_Provided passage_.
## Start
In an article about the topic last month, in which I made a case for the deal eventually being completed despite this stumbling block, I surmised:

"It is a scary situation, but with Tiffany at $113, a deal price of $135 and only months remaining until the drop-dead date, the risk/reward appears attractive to me."

In the meantime, a court date has been set for early January, but if this gets into the courtroom, Louis Vuitton's Chairman and CEO Bernard Arnault (who is the richest person in France) could be deposed. That could turn into an embarrassing event because there's a lot of confusion around a letter sent by a French minister asking LVMH to delay the merger (which makes up the core backing of the company's argument that it can delay or dissolve the merger agreement). As Bloomberg reported in September:

"LVMH cited a letter by Foreign Minister Jean-Yves Le Drian about the trade dispute with the U.S. as a reason to get out of the deal. One person said the billionaire personally reached out to the government to get a state of play on those talks.

Arnault initially sought support from the finance ministry, which rejected him, before going to the foreign ministry."

In addition, if LVMH waits, it would be on the hook for a December dividend amounting to an extra $0.58.

The Wall Street Jouranl reported on Wednesday that the deal is getting done at a lower price as a settlement and the parties will then forego the trial. Supposedly, the new price will be $131.50. There is a chance Tiffany shareholders will also pick up the December dividend.
## End
_Work to do_.
Reproduce the passage on the LVMH and Tiffany deal word for word, from start to finish.

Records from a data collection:
## Start
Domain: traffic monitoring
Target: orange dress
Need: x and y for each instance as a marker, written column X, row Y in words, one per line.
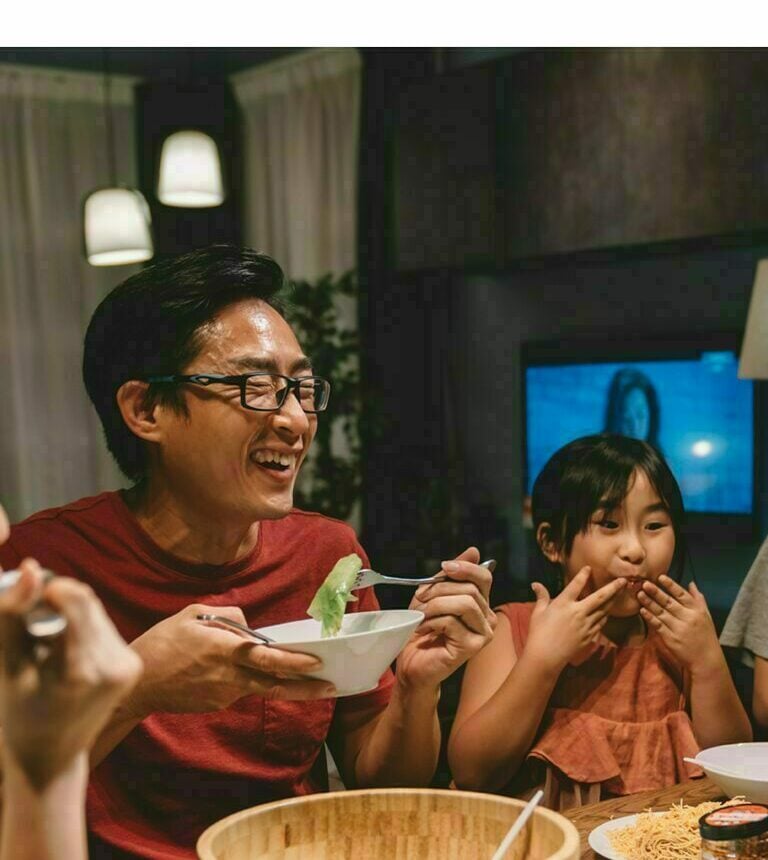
column 616, row 723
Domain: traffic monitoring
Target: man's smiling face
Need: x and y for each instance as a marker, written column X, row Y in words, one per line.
column 234, row 461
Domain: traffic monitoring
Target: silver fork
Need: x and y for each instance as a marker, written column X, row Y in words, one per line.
column 228, row 622
column 41, row 622
column 368, row 577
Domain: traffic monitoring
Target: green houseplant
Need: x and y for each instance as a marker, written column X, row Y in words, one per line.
column 330, row 482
## End
_Expected answer_.
In an article about the topic last month, in which I made a case for the deal eventually being completed despite this stumbling block, I surmised:

"It is a scary situation, but with Tiffany at $113, a deal price of $135 and only months remaining until the drop-dead date, the risk/reward appears attractive to me."

In the meantime, a court date has been set for early January, but if this gets into the courtroom, Louis Vuitton's Chairman and CEO Bernard Arnault (who is the richest person in France) could be deposed. That could turn into an embarrassing event because there's a lot of confusion around a letter sent by a French minister asking LVMH to delay the merger (which makes up the core backing of the company's argument that it can delay or dissolve the merger agreement). As Bloomberg reported in September:

"LVMH cited a letter by Foreign Minister Jean-Yves Le Drian about the trade dispute with the U.S. as a reason to get out of the deal. One person said the billionaire personally reached out to the government to get a state of play on those talks.

Arnault initially sought support from the finance ministry, which rejected him, before going to the foreign ministry."

In addition, if LVMH waits, it would be on the hook for a December dividend amounting to an extra $0.58.

The Wall Street Jouranl reported on Wednesday that the deal is getting done at a lower price as a settlement and the parties will then forego the trial. Supposedly, the new price will be $131.50. There is a chance Tiffany shareholders will also pick up the December dividend.